Information given ▸
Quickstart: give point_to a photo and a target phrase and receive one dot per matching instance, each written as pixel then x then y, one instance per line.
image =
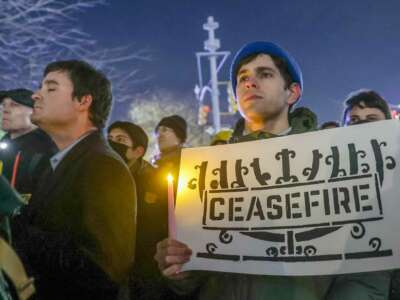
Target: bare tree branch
pixel 36 32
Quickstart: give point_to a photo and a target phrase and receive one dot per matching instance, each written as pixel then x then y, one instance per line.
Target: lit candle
pixel 15 169
pixel 171 207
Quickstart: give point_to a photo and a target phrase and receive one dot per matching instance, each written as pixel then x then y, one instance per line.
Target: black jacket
pixel 77 234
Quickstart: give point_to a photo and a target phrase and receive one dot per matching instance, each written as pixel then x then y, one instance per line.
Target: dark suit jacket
pixel 77 234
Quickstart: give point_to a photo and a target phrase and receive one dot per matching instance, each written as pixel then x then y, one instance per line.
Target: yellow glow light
pixel 170 178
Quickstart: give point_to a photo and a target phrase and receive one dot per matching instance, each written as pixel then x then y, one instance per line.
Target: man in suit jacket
pixel 77 234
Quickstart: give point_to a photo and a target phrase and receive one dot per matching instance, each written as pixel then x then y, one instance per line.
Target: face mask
pixel 121 149
pixel 360 122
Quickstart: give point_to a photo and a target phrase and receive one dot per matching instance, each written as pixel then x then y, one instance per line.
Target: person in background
pixel 365 106
pixel 267 82
pixel 24 146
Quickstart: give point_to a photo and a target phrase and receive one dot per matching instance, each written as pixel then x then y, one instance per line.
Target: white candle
pixel 171 207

Exercise brief ▸ Exclude images and repeat all entries exactly.

Expected output ▸
Quickstart: give point_to a photo and a target phrase and receive one dot per matching instance, each written as pixel then x then y, one instance per line.
image =
Target: bare tree branch
pixel 36 32
Quickstart: give point_to a photo and a target phrase and receive one dot per matching instance, each written as pixel then x then y, one instance per line.
Target: lit candle
pixel 15 169
pixel 171 207
Quickstart: give point_to a photo and a target phrase and receive one dot per matching instance, each written as pixel then x then y, one instance per line.
Target: black jacket
pixel 77 234
Quickstart: give point_to a photo and a target phrase and receive one dot per matching instance, each written as pixel then x then y, one instance per line.
Target: dark suit jacket
pixel 77 234
Quickstart: give point_to a photo and a target phrase and receive one dot per matching instance, each written as pixel then x then y, one instance per line.
Target: yellow glow light
pixel 170 178
Quickstart: give point_to a photo and a target phrase and receive one dot per matching instance, each written as pixel then x then y, one instance per line.
Target: man in suit jacket
pixel 77 234
Quickstart: give point_to a photo and a target phrase and receive one dot per matching instance, each written as pixel then x then y, one instance per line.
Target: face mask
pixel 121 149
pixel 360 122
Quickstart: give point_to a photo and a target phrase and receive one dot per matching instance, each written as pixel then x then y, one instance per line.
Target: person in background
pixel 365 106
pixel 267 82
pixel 24 146
Quickstart: give point_to a photo and a target phrase and receive one dot per matching instance, each written as pixel then x then y, one instance per line.
Target: white candle
pixel 171 207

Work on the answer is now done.